In the article on Senator Patty Murray, whom did she defeat in her 1988 upset election?

> [EXTRACTED TEXT]:
>> Start

Politics
Progressive Patty

Progressive Patty

Senator Patricia “Patty” Murray’s record blurs the lines between traditional run-of-the-mill mainstream liberal Democrats and far-left radical progressives. ...
Christian Gomez
Article audio sponsored by The John Birch Society

Senator Patricia “Patty” Murray (shown) of Washington State is a progressive Democrat seeking reelection to a fifth term in the U.S. Senate. Her involvement in politics began in the 1980s, when she successfully organized and led a coalition of 13,000 parents to prevent budget cuts to a local preschool program. This noble act earned her the admiration of her community, which went on to elect her to the local school board. In an upset election in 1988, Murray defeated two-term incumbent Republican State Senator Bill Kiskaddon of the state’s First District.

Continuing her rise to power, Murray was then elected to the U.S. Senate on the coattails of Bill Clinton’s electoral landslide defeat of incumbent President George H.W. Bush. Although supportive of the agendas of Presidents Clinton and Barack Obama, Senator Murray has also garnered a favorable reputation among radical far-left progressives by bringing many of their key issues to the forefront.

>> End

> [RECORD LIST]:
>> Start

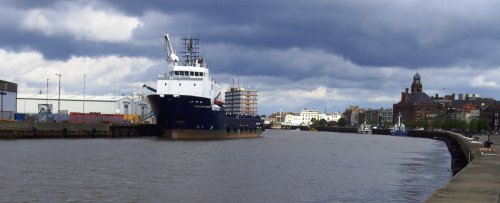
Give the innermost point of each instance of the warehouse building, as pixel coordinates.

>> End
>> Start

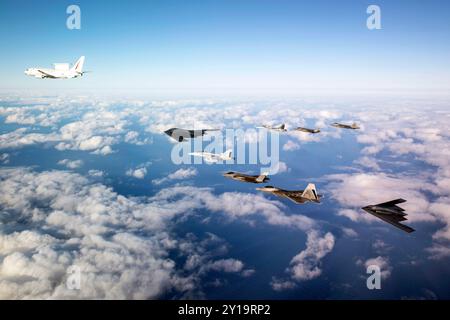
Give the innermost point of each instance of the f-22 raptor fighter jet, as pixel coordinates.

>> End
>> Start

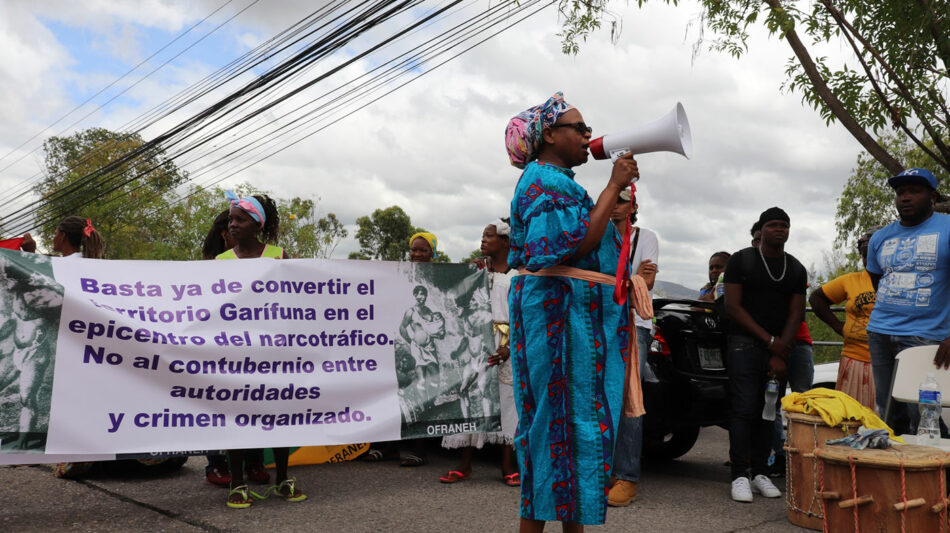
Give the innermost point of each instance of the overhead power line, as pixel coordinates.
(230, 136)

>> End

> [RESPONSE]: She defeated Bill Kiskaddon, the two-term incumbent Republican State Senator of Washington's First District.